▸ WORK REQUIRED
Tally the lines in the records below that include the word "bridge", and give only that number.

================================

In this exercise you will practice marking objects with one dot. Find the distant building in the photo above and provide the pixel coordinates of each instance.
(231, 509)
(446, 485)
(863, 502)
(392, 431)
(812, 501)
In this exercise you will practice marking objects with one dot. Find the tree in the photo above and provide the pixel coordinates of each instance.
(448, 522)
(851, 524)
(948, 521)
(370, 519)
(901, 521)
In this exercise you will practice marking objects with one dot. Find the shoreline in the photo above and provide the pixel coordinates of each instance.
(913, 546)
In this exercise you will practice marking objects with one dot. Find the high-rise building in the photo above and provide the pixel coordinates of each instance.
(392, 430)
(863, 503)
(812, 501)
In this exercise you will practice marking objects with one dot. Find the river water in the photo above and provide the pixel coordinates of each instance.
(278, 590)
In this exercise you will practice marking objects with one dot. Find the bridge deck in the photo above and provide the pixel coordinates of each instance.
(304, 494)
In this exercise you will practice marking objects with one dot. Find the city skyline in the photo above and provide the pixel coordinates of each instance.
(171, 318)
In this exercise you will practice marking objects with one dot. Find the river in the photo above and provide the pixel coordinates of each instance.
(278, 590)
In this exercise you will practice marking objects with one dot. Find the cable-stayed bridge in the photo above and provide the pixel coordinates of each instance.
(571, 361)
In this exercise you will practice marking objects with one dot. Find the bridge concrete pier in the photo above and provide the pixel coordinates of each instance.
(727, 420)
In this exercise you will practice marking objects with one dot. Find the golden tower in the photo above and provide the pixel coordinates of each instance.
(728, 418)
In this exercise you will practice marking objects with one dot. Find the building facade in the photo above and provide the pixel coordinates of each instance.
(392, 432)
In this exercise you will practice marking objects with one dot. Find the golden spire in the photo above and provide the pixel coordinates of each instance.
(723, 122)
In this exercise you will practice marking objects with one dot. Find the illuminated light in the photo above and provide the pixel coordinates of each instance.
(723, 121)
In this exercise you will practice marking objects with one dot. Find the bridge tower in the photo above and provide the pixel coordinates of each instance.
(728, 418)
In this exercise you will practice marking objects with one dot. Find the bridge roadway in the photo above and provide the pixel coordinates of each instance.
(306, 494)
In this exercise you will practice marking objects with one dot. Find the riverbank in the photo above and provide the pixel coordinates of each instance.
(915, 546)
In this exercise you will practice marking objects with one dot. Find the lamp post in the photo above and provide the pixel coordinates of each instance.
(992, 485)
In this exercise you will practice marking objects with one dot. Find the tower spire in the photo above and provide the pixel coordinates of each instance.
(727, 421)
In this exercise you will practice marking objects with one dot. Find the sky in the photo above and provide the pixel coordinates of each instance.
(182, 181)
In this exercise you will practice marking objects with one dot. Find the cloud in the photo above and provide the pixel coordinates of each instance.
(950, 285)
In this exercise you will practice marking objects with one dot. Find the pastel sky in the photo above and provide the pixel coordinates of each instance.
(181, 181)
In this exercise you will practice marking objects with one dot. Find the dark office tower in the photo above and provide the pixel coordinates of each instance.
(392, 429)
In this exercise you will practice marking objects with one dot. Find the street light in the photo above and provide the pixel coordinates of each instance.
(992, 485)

================================

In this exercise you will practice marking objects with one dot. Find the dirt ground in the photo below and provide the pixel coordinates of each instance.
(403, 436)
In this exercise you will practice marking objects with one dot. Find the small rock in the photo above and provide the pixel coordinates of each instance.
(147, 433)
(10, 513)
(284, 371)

================================

▸ TASK RESPONSE
5